**Source excerpt**

The Zero Room

"Inside the TARDIS there are an awful lot of rooms - libraries, gardens, swimming pools, and even a cricket pavilion. Plus two control rooms, a boot cupboard, a very large costume wardrobe and a pink Zero Room."

Monday, October 25, 2004

Magnum Opus

In the 1980s, Berke Breathed lived in Evergreen, CO, and I once saw him getting a ticket on the side of the road with his motorcycle. I adore this man's comics, always have, always will.

Cartoonist delivers his magnum 'Opus'

Mon Oct 25, 7:12 AM ET By Kathy Balog Special for USA TODAY

In a country underscored by 15-second celebrity and bizarre political twists, few fictional characters have channeled our collective out-of-control insecurities better than Opus, the beleaguered, lumpy-billed Everypenguin at the center of Berkeley Breathed's comic parallel universe Bloom County.

When the landmark cartoon strip burst onto comics pages in 1981, the Cold War still raged, an ex-movie star occupied the Oval Office, and Donald Trump was a rising star. That's why today's release of the retrospective Opus: 25 years of His Sunday Best (Little, Brown, $29.95), which includes 215 strips, lends itself to wicked comparisons of what was then and what is now.

Consider: The strip's oddball cast of characters, who skipped between reality and the surreal, foreshadowed today's mainstream mix of fiction and truth, even down to their 1989 exit. Prophetically, the original comic strip ended when Trump, the future star of NBC reality show The Apprentice, buys the comic strip and tells Bloom County's cast: "You're fired."

Back then, pop culture references to current events were scarce, says Breathed, 47: "For topical humor in the media, you essentially had Doonesbury, Saturday Night Live and Johnny Carson's monologue. Today, we are tush-deep in snarky commentary on things that happened not last week, but a few minutes ago."

Breathed (rhymes with method) is no stranger to snarky. Few news events escaped mention in Bloom County. The arms race and religion in the classroom drew big story lines, public condemnation and a huge cult following. "Humor comes from confrontation not conciliation," says Breathed, something he sees mushrooming to nuclear proportions, courtesy of the Internet and cable TV's "instant punditry."

**Extracted entries**
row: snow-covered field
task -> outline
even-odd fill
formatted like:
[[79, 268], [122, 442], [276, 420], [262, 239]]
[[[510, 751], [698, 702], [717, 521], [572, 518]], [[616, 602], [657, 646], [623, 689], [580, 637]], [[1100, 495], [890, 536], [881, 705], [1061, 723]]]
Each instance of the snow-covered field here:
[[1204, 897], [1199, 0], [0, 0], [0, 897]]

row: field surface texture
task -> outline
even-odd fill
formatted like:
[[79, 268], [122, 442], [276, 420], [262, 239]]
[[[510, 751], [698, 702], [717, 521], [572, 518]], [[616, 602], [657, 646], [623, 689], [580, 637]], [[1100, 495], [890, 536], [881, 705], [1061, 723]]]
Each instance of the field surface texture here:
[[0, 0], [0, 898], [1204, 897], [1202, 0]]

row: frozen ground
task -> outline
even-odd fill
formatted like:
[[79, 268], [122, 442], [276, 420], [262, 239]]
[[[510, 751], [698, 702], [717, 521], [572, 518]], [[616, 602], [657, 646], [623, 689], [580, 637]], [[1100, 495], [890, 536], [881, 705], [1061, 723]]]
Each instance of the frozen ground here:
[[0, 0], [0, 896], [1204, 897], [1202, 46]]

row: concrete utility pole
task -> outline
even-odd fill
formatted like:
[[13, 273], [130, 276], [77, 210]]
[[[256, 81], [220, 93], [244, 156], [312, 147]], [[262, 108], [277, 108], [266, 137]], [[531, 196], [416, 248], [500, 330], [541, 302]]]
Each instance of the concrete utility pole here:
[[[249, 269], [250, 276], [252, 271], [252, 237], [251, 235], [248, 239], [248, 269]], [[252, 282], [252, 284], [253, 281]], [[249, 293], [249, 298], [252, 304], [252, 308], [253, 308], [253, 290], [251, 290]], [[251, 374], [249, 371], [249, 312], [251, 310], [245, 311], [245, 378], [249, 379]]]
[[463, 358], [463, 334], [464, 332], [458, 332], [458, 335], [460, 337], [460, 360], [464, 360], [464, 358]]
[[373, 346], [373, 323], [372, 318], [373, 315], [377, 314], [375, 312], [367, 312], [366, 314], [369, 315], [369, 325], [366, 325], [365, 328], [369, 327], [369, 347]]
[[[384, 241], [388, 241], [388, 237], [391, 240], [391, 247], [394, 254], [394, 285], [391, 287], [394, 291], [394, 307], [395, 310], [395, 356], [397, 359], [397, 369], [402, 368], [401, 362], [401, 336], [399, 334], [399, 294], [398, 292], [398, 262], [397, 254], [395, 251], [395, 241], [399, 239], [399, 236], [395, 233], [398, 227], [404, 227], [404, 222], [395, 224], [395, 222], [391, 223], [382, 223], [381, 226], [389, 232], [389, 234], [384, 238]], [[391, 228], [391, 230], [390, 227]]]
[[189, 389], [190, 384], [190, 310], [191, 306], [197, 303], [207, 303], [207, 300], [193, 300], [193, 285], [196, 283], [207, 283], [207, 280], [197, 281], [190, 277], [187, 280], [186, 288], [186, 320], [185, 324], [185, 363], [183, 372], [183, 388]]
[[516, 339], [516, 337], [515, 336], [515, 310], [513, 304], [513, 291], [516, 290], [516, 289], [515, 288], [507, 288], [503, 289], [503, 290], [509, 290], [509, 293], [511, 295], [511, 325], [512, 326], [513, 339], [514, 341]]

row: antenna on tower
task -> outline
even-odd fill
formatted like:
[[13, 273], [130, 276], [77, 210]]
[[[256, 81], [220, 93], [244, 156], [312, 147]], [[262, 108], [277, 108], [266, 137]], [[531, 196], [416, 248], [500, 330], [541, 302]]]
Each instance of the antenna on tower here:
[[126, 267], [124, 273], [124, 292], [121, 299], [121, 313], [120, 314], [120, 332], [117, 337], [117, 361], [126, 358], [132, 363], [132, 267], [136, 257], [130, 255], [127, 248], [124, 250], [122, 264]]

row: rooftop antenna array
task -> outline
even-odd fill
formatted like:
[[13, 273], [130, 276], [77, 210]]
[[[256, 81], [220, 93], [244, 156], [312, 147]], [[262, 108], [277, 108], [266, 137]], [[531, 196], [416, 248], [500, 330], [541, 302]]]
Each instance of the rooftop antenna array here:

**Instruction**
Write the next few paragraphs of the article on Berke Breathed and his Opus collection, starting after its final sentence.

**The answer**
Eventually, Breathed says he "grew weary of looking for the negative in everything," and concentrated instead on other projects, including a less-demanding spinoff Sunday-only strip Outland, published collections of his early strips and a string of children's picture books. There are 8 million copies in print of Breathed's 19 books, and he has signed a Hollywood deal to bring Opus to the big screen, a project still in development.

When he returned to newspapers a year ago with his reinvented Sundays-only Opus, carried by 185 newspapers, about half the number of Bloom County at its height, the Pulitzer Prize-winning cartoonist found little innovation in the comics section. "It's hard to push the envelope anymore. If Bloom County were starting now, I could never get away with what I did then. I'm getting my hand slapped more than I ever was in the '80s. It's a genre that doesn't want to get shook up."

Asked to name a scandal he'd like to pounce on, he becomes circumspect. "Bill O'Reilly and his loofah mitt in the shower. Or the one where we invade the wrong country after being lied to, and it costs tens of thousands of lives. Either is just as fun, but people seem oddly more concerned with the former."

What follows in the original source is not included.